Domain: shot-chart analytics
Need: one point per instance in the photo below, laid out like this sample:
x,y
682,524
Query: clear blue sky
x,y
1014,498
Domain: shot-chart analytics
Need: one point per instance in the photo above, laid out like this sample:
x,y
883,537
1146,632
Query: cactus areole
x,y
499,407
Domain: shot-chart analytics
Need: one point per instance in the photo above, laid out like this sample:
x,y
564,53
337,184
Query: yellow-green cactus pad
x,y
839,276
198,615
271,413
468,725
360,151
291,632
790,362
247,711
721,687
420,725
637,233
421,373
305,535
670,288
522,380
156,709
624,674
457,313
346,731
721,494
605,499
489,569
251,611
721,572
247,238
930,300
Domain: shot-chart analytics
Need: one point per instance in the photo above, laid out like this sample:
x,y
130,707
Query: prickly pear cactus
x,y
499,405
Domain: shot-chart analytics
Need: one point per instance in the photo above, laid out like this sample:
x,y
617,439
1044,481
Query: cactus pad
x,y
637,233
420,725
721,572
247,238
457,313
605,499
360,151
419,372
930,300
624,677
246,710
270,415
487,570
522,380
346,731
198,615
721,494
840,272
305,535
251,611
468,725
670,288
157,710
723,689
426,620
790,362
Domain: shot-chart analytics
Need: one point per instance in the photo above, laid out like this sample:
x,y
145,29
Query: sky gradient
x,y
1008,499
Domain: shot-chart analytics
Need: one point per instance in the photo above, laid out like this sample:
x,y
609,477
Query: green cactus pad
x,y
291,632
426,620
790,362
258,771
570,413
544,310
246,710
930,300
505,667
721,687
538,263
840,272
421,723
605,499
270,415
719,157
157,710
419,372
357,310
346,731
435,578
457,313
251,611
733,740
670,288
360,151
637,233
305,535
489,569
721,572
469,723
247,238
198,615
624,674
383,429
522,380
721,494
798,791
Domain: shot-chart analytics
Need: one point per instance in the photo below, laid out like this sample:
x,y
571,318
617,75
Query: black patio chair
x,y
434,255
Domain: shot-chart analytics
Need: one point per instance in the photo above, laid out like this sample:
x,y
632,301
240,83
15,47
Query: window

━━━━━━━━━━━━━━━━━━━━

§ TASK TO CARRY OUT: Take the entries above and copy them out exactly.

§ EXERCISE RESULT:
Domain: shot-chart analytics
Need: one point per instance in the photo below, laid out like this sample:
x,y
682,524
Query: clear blue sky
x,y
1014,498
Domain: shot-chart analytics
Need: one point per instance in the photo above, laid out like this sample:
x,y
883,537
1146,632
Query: cactus areole
x,y
499,407
Domain: shot-chart analytics
Need: one point per instance in the photo above, laid out like this sample:
x,y
564,53
337,184
Query: yellow-green cactus pad
x,y
839,276
198,615
271,413
468,725
360,151
291,632
790,362
247,711
721,687
420,725
637,233
421,373
305,535
670,288
522,380
156,709
624,674
457,313
346,731
721,494
605,499
489,569
251,611
721,572
247,238
930,300
Domain: shot-chart analytics
Need: one point per instance in the photo above, laid out like this sample:
x,y
130,707
Query: prickly pear cactus
x,y
499,405
Domain: shot-chart analytics
Need: one point per instance in the photo above, laid out like this sample:
x,y
617,439
1044,481
Query: cactus pad
x,y
637,233
420,725
721,572
247,238
457,313
605,499
360,151
419,372
930,300
624,677
246,710
270,415
487,570
522,380
346,731
198,615
721,494
840,272
305,535
251,611
468,725
670,288
157,710
723,689
426,620
790,362
Domain: shot-chart analytics
Need: one point per instance in the photo above, laid out like this sample:
x,y
145,29
Query: sky gradient
x,y
1008,499
Domain: shot-chart analytics
Need: one point per instance in the photo above, laid out like this sample:
x,y
609,477
Query: green cactus pad
x,y
291,632
426,620
790,362
258,771
570,413
544,310
246,710
930,300
505,667
721,687
538,263
840,272
421,723
605,499
270,415
719,157
157,710
419,372
357,310
346,731
435,578
457,313
251,611
733,740
670,288
360,151
637,233
305,535
489,569
721,572
469,723
247,238
198,615
624,674
383,429
522,380
721,494
798,791
Domain: shot-chart analytics
Need: one point per instance in the photo below, laid out like this sample:
x,y
571,318
617,75
Query: black patio chair
x,y
434,255
Domain: shot-chart analytics
Need: one point per instance in the photo above, laid out like this sample:
x,y
632,301
240,83
15,47
Query: window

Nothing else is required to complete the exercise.